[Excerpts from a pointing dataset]
========================

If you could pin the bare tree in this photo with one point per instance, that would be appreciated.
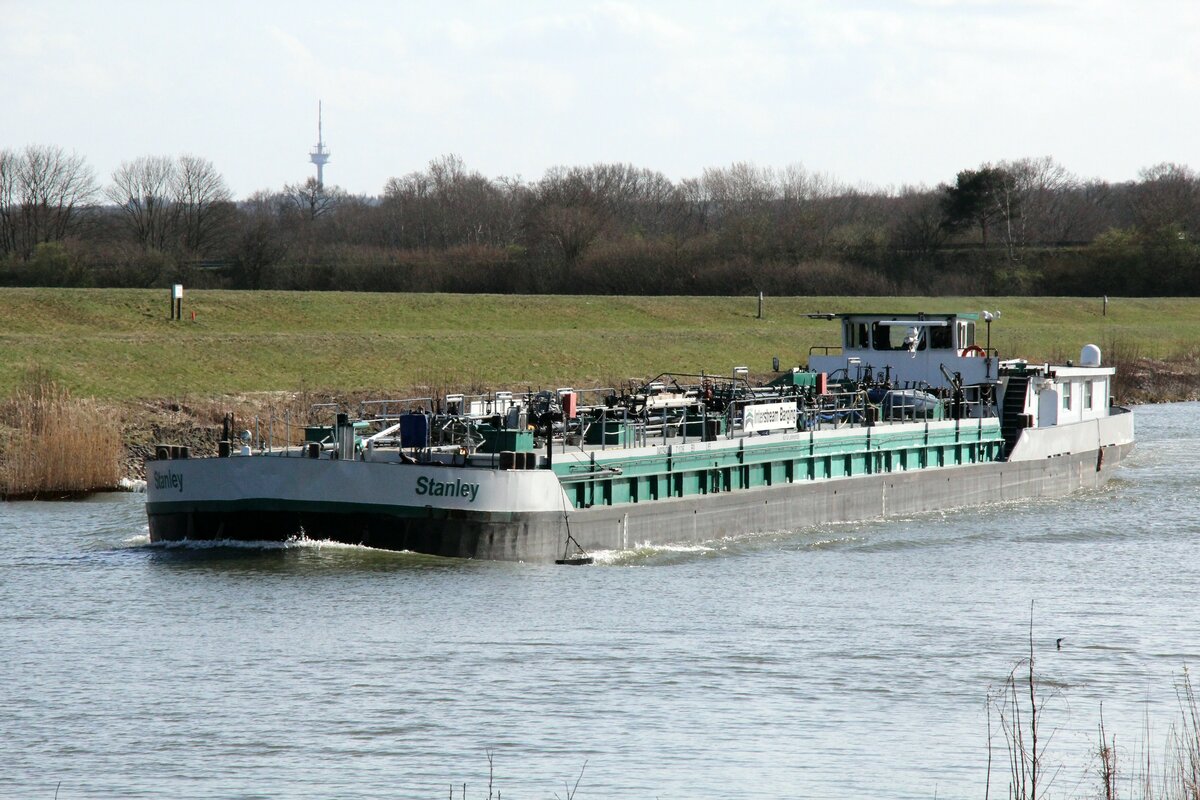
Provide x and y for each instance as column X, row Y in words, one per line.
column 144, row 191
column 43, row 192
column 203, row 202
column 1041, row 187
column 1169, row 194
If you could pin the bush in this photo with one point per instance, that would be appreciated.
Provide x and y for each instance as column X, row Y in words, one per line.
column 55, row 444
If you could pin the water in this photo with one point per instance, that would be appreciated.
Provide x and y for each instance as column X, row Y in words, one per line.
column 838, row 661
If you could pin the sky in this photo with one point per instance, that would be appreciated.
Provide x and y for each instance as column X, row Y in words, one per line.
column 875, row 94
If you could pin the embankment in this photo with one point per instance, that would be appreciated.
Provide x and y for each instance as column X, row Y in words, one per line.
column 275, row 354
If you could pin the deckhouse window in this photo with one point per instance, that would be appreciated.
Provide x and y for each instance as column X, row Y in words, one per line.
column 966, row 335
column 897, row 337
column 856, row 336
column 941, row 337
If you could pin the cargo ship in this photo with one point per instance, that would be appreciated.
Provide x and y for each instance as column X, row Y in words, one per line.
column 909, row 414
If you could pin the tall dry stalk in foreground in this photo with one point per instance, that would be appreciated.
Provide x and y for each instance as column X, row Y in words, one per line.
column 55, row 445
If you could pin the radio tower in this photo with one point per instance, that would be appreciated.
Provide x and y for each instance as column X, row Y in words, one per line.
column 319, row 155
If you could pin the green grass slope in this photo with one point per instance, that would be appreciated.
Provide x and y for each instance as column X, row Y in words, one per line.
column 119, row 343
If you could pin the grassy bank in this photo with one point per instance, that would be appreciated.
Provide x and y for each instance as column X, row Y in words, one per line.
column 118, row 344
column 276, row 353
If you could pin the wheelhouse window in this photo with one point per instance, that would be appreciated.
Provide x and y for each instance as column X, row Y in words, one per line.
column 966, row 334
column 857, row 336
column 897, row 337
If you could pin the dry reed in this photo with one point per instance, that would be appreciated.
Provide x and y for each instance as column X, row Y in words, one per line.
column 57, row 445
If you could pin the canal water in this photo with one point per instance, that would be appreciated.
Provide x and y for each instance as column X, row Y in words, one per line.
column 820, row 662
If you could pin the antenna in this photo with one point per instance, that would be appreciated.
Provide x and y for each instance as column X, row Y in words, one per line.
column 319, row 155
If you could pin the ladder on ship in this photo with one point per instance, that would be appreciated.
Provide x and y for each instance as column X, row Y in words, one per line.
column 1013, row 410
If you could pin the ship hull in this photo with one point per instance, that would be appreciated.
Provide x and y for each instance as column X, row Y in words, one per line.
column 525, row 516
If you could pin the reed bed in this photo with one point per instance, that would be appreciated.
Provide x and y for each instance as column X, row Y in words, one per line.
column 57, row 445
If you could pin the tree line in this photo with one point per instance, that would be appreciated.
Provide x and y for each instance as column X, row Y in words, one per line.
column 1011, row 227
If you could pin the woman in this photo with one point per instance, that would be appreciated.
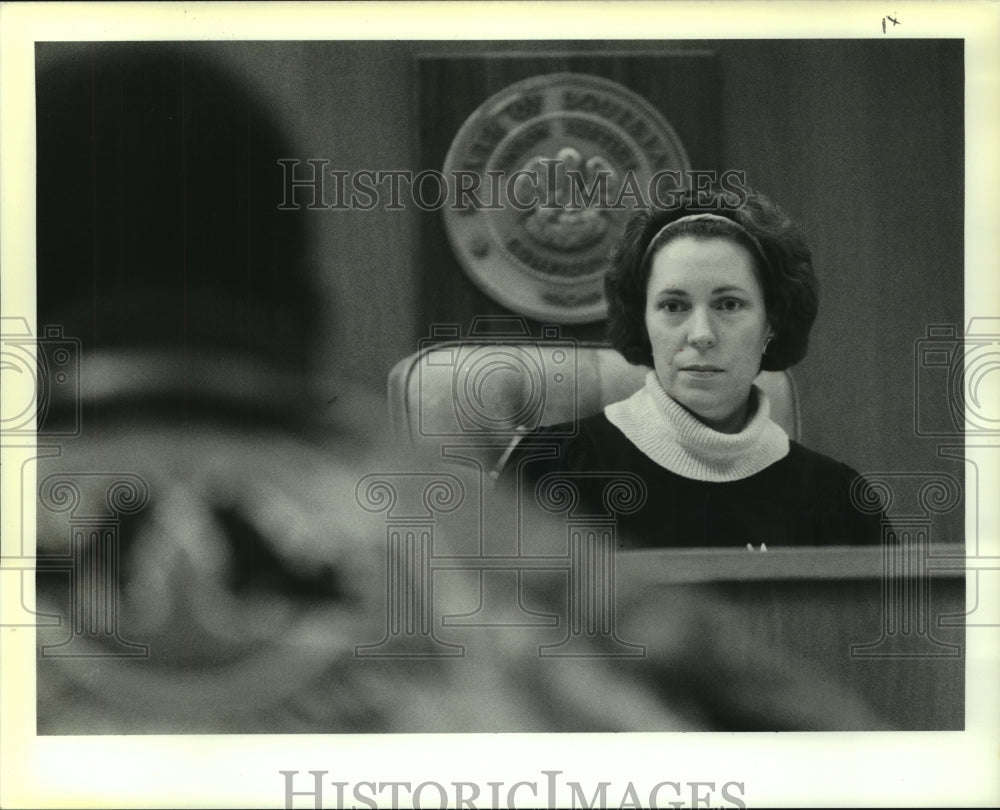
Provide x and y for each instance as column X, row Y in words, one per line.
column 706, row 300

========================

▶ _The problem_: Render the entries above as a two-column CSV headed instruction and response, with one row per entry. Place each entry's text and its answer in a single quoted field apiece, replacing line breaks with spaces and omitting the pictures.

▶ _Result of the exercise_:
instruction,response
"If you could pin the bare tree in this photo with one point per instance, that would be appreciated. Provide x and y for each instance as column X, row Y in words, one per line.","column 144, row 191 column 43, row 192 column 203, row 202 column 1041, row 187 column 1169, row 194"
"If you could pin the bush in this photo with one point per instance, that would be appreciated. Provide x and y for each instance as column X, row Y in words, one per line.","column 55, row 444"
"If you could pin the water in this photo with one point per instance, that would be appreciated. Provide x and y for each instance as column X, row Y in words, one per line.","column 838, row 661"
"If you could pin the sky in this photo with one point per instance, that would be appreciated. Provide x and y for each instance as column X, row Y in words, one per line.","column 875, row 94"
"If you could pin the embankment in this photo with one point per instance, that would be appreciated. Provide x and y for each instance as column X, row Y in words, one per line.","column 275, row 354"
"If you could pin the deckhouse window in this photo with one point per instance, that would be appreciated. Provide x and y for each instance as column X, row Y in words, one per line.","column 966, row 335 column 897, row 337 column 856, row 336 column 941, row 337"
"If you could pin the cargo ship in this photo with one point per instance, that would be appreciated. Provide x and y for each instance as column X, row Y in words, one per line.","column 909, row 414"
"If you could pin the tall dry stalk in foreground in this photo with one point per instance, that would be appreciated. Provide x and y for each instance as column X, row Y in words, one per line.","column 55, row 445"
"If you could pin the radio tower in this photo with one point per instance, that would be appreciated. Provide x and y for each instance as column X, row Y in words, one per line.","column 319, row 155"
"If you could pin the green grass slope in this photo with one point per instance, that would be appreciated. Provide x and y for each instance as column X, row Y in words, one per line.","column 119, row 343"
"If you could pin the grassy bank in this photo with one point per instance, that would be appreciated. Provide x and y for each instance as column X, row Y in words, one per line.","column 118, row 344 column 276, row 353"
"If you could pin the wheelhouse window in this photo with one point per instance, that would be appreciated. Provide x and y for each instance as column X, row Y in words, one per line.","column 966, row 334 column 857, row 336 column 897, row 337"
"If you could pin the dry reed in this photo with one point per instance, that would be appreciated. Provide x and y for each instance as column X, row Y in words, one per line.","column 57, row 445"
"If you could pin the canal water in this photo with one point per instance, that would be appreciated. Provide x and y for each instance as column X, row Y in words, one per line.","column 820, row 662"
"If you could pin the antenna in this photo with one point per instance, that would be appreciated. Provide x and y for each instance as column X, row Y in words, one per line.","column 319, row 155"
"If you could pin the ladder on ship in this photo with one point per instance, that would be appreciated. Provide x and y for each instance as column X, row Y in words, one per line.","column 1013, row 410"
"If you could pin the ship hull in this photo with one point per instance, that would be appreciated. Provide x and y for each instance as column X, row Y in words, one per line.","column 525, row 516"
"If you could pin the reed bed in this photo with one point per instance, that would be appreciated. Provide x and y for each instance as column X, row Y in words, one per line.","column 57, row 445"
"If you could pin the tree line in this photo with one point per instance, that would be appreciated. Provide x and y for each instance as column X, row Y in words, one per line.","column 1011, row 227"
"If you could pin the woman in this photo with one point per instance, that would be appreciated. Provide x and y for each instance as column X, row Y in words, one per line.","column 706, row 300"